### [Data for this exercise]

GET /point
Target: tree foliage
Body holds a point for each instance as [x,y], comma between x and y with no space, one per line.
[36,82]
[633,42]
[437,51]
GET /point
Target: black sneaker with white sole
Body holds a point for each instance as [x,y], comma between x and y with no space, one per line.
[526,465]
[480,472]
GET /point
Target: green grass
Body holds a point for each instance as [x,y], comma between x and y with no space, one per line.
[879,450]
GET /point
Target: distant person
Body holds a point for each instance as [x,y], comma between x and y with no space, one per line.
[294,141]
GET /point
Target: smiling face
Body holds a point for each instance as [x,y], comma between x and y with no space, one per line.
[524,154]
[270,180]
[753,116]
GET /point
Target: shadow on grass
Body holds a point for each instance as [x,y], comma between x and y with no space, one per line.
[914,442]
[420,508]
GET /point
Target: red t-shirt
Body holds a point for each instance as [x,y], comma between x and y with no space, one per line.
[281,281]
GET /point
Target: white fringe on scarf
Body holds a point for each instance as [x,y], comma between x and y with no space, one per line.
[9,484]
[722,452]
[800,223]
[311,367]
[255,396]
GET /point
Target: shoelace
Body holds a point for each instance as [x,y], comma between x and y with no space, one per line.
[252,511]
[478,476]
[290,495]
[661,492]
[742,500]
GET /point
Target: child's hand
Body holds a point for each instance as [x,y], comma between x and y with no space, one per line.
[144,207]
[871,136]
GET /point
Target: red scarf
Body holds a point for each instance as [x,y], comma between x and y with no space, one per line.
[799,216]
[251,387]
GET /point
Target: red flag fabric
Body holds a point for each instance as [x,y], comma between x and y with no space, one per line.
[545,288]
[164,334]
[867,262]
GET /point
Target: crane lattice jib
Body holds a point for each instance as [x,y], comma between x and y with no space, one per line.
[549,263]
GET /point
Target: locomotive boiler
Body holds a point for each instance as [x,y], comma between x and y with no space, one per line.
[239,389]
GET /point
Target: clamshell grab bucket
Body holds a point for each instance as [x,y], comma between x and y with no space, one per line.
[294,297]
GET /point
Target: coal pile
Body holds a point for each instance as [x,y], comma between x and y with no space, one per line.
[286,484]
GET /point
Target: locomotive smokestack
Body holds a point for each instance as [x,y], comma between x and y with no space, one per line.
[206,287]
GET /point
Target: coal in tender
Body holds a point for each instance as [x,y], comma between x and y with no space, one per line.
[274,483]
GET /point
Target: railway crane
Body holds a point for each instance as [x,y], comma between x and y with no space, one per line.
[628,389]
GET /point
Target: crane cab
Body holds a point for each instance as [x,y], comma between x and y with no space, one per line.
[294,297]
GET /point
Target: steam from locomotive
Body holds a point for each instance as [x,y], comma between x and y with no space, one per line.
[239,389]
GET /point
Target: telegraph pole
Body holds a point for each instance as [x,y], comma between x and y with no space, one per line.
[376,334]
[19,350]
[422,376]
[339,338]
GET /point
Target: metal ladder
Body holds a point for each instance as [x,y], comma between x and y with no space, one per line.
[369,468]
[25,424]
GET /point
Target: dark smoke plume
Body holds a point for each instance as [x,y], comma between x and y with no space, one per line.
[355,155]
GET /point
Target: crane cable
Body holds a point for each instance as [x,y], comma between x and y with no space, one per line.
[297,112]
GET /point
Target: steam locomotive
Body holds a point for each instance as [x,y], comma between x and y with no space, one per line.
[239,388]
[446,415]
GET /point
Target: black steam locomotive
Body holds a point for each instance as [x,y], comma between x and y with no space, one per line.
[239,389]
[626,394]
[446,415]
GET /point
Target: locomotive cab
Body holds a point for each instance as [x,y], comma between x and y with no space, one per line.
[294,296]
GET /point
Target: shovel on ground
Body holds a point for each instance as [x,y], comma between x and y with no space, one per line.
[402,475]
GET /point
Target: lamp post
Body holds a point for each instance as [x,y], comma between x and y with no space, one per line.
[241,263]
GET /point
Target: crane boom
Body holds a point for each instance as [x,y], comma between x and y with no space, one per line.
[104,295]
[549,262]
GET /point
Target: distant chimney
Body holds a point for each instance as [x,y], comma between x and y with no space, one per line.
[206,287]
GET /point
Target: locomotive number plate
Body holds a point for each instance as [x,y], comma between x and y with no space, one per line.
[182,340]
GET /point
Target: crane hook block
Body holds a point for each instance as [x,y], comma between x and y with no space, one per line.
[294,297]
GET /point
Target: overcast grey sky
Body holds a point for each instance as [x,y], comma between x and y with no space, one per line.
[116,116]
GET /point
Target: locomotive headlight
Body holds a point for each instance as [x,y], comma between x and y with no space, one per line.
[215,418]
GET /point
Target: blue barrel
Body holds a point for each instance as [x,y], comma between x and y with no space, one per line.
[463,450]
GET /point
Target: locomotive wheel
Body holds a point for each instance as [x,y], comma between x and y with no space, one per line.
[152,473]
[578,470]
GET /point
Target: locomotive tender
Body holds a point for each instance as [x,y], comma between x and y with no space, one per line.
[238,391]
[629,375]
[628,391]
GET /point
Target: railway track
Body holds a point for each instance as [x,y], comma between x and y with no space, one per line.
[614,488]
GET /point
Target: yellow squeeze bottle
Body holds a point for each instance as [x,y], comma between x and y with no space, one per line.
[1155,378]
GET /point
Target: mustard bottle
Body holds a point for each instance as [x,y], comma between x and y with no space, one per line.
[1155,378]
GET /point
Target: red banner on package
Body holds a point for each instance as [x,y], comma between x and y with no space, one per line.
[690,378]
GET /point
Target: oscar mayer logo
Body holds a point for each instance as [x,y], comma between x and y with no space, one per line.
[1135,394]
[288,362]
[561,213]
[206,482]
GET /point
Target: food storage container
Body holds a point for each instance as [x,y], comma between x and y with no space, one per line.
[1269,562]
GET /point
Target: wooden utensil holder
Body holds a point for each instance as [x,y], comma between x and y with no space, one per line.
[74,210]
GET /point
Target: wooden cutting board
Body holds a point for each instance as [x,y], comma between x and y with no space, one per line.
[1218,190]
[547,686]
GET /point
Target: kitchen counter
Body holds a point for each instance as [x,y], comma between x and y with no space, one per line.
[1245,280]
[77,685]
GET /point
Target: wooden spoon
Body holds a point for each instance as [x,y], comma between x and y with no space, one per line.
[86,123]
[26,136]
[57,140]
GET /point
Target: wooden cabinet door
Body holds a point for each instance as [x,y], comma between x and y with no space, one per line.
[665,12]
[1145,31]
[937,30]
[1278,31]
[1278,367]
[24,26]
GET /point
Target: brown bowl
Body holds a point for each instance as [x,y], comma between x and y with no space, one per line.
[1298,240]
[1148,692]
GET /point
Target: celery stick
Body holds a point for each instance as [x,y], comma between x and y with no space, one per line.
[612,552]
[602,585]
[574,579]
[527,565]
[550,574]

### [Directive]
Copy out every line of the data above, exactly as given.

### [Correct response]
GET /point
Target: tree foliage
Body holds a point for each instance as [x,y], comma between x and y with no space, one per line.
[36,82]
[633,42]
[437,51]
GET /point
Target: black sneaker with white sole
Body holds a point for each instance as [x,y], comma between x and y with no space, one per line.
[526,465]
[480,472]
GET /point
Target: green grass
Body holds a point for each instance as [x,y], comma between x and y with no space, one per line.
[879,450]
GET /point
Target: distant person
Body holds a point for each instance as [x,y], comma between x and y with no space, one per line.
[294,141]
GET /point
Target: smiling face
Body holds a point for each instance as [x,y], comma between x and y with no space, one per line.
[524,154]
[270,180]
[753,116]
GET /point
Target: shadow on grass
Body holds a point for each instance as [x,y], comma between x and y with no space, one per line.
[914,442]
[420,508]
GET /point
Target: red t-shirt
Body holds a point for each instance as [x,y], comma between x and y with no space, one per line.
[281,281]
GET /point
Target: white fringe on scarf
Body holds a point for each instance as [x,y], comma between x and y with no space, one per line.
[9,484]
[722,452]
[800,223]
[311,367]
[255,396]
GET /point
Target: shoelace
Body holds a point for each instance as [x,y], comma between x and y with no space, one per line.
[252,511]
[478,476]
[290,495]
[661,492]
[742,500]
GET /point
Target: child's hand
Body holds a point for each instance as [x,y], comma between x and y with no space, one per line.
[144,207]
[871,136]
GET /point
Target: red scarf
Body holds a point for each instance as [x,y], comma between x and y with no space, one per line.
[799,216]
[251,387]
GET /point
Target: red flag fabric
Body holds a point for each instance as [x,y], comma between x and y with no space, one per line.
[545,288]
[164,334]
[867,262]
GET /point
Target: crane lattice jib
Body holds a point for each instance as [x,y], comma between x and y with no space, one per line.
[549,263]
GET /point
Target: locomotive boiler
Body holds a point for each instance as [x,y], comma between x and y with no space, one per line.
[239,389]
GET /point
Target: clamshell grab bucket
Body holds a point for each instance as [x,y], comma between x and y with no space, one per line.
[294,297]
GET /point
Target: coal pile
Body holds a point for each instance as [x,y], comma between x and y with no space, one per line.
[286,484]
GET /point
Target: locomotive smokestack
Body holds a point for each instance as [x,y], comma between x and y with no space, one per line.
[206,287]
GET /point
Target: coal in tender
Body holds a point for each instance as [x,y], comma between x and y with no space, one per line.
[274,483]
GET /point
Target: railway crane
Body holds a point for each instance as [x,y], comma between x and y with no space, one per line.
[628,389]
GET /point
Target: crane cab
Body holds a point for each instance as [x,y], comma between x and y with no space, one per line.
[294,297]
GET /point
Target: steam from locomotive
Body holds a point for each instance as [x,y], comma between x and y with no space, one per line.
[239,389]
GET /point
Target: telegraph pole
Body holds a point for each instance as [x,y], comma between x and y with no space, one per line.
[376,334]
[19,350]
[422,376]
[339,338]
GET /point
Target: metal ladder
Body holds a point for each instance as [x,y], comma between x and y with no space, one per line.
[369,468]
[25,424]
GET /point
Target: dark smoke plume
Body holds a point for each instance as [x,y], comma between x and y with no space, one per line.
[355,155]
GET /point
Target: crane cable
Body holds a point for each instance as [x,y], comma between x and y with no space, one per line.
[297,112]
GET /point
Target: steam locomotive
Body holds a point for each instance as [x,y], comma between x and y with no space, one per line.
[239,388]
[446,415]
GET /point
Target: black steam locomotive
Body holds a point for each instance as [x,y], comma between x and y with no space, one per line.
[239,389]
[626,394]
[446,415]
GET /point
Target: locomotive cab
Body holds a point for each instance as [x,y], comma between x and y with no space, one per line.
[294,296]
GET /point
Target: shovel on ground
Body holds a point for each instance as [x,y], comma between x and y with no space, one per line.
[402,475]
GET /point
Target: lamp post
Body holds a point for each instance as [x,y], comma between x and y with no space, one per line.
[241,263]
GET /point
Target: crane boom
Body holds a point for each instance as [x,y], comma between x and y with no space, one per line.
[104,295]
[549,262]
GET /point
Target: distant chimney
Body holds a point for each instance as [x,y], comma between x and y with no space, one per line.
[206,287]
GET /point
Target: locomotive number plate
Body holds a point for each instance as [x,y], comma between x and y with no space, one per line.
[182,340]
GET /point
Target: crane hook block
Body holds a point for each instance as [x,y], comma between x and y with no space, one per line.
[294,297]
GET /point
Target: overcast grey sky
Body holds a point for each instance as [x,y], comma between x and y with no space, one per line.
[116,116]
GET /point
Target: locomotive headlight
Body holds a point for each instance as [x,y], comma between x and y with no space, one per line.
[215,418]
GET /point
Target: blue barrel
Body holds a point for each instance as [x,y], comma between x and y with no space, one per line.
[463,450]
GET /point
Target: locomotive wheel
Body holds a point for each instance as [x,y], comma between x and y with no space, one per line.
[152,473]
[578,470]
GET /point
Target: locomotive tender
Body holds a point for each instance as [x,y], comma between x and y with no space, one per line.
[238,391]
[629,375]
[628,391]
GET /point
Target: railway track
Body holds a point for each instance as [x,y], comma between x and y with no space, one per line.
[614,488]
GET /point
Target: yellow squeeze bottle
Body holds a point for each instance as [x,y], comma between x and y with no space, one per line.
[1155,378]
GET /point
Target: mustard bottle
Body holds a point for each instance as [x,y], comma between x and y with no space, one per line.
[1155,378]
GET /point
Target: red banner on package
Body holds a point for each instance as [x,y], comma between x and y with no space, one per line.
[690,378]
GET /point
Target: oscar mayer logo
Body holds a point for each instance as [x,y], comma between x and y with no space, one per line.
[1135,394]
[288,362]
[561,213]
[206,482]
GET /point
Target: food storage container
Body holds a point for each instance as [x,y], comma between x and y with no space, one per line.
[1269,562]
GET /point
Target: wooden utensil holder
Body holds a point for each instance as [x,y], comma between x and y with no space, one per line.
[74,210]
GET /point
Target: wooden cutting board
Body holds a point for each instance as [x,y], comma between x and y with no space, one per line.
[1218,190]
[547,686]
GET /point
Target: kitchen counter
Body holds a point for each instance as [x,y], comma between x and y with no space, one per line.
[1245,280]
[77,685]
GET /point
Target: wooden spoon
Body holds a point for each instance as [x,y], comma between x and y with no space, one per line.
[86,123]
[26,136]
[57,140]
GET /point
Target: wooden cabinet door
Body holds a point for each instance as [x,y], comma between x and y with no space, one per line.
[665,12]
[1145,31]
[937,30]
[1278,31]
[1278,367]
[24,26]
GET /point
Target: brown bowl
Body holds a point for each instance as [x,y], comma between x and y with no space, one per line.
[1298,240]
[1148,692]
GET /point
Target: celery stick
Body holds a point for each instance as [x,y], comma between x and y with no space, one per line.
[612,552]
[602,585]
[574,579]
[527,565]
[550,574]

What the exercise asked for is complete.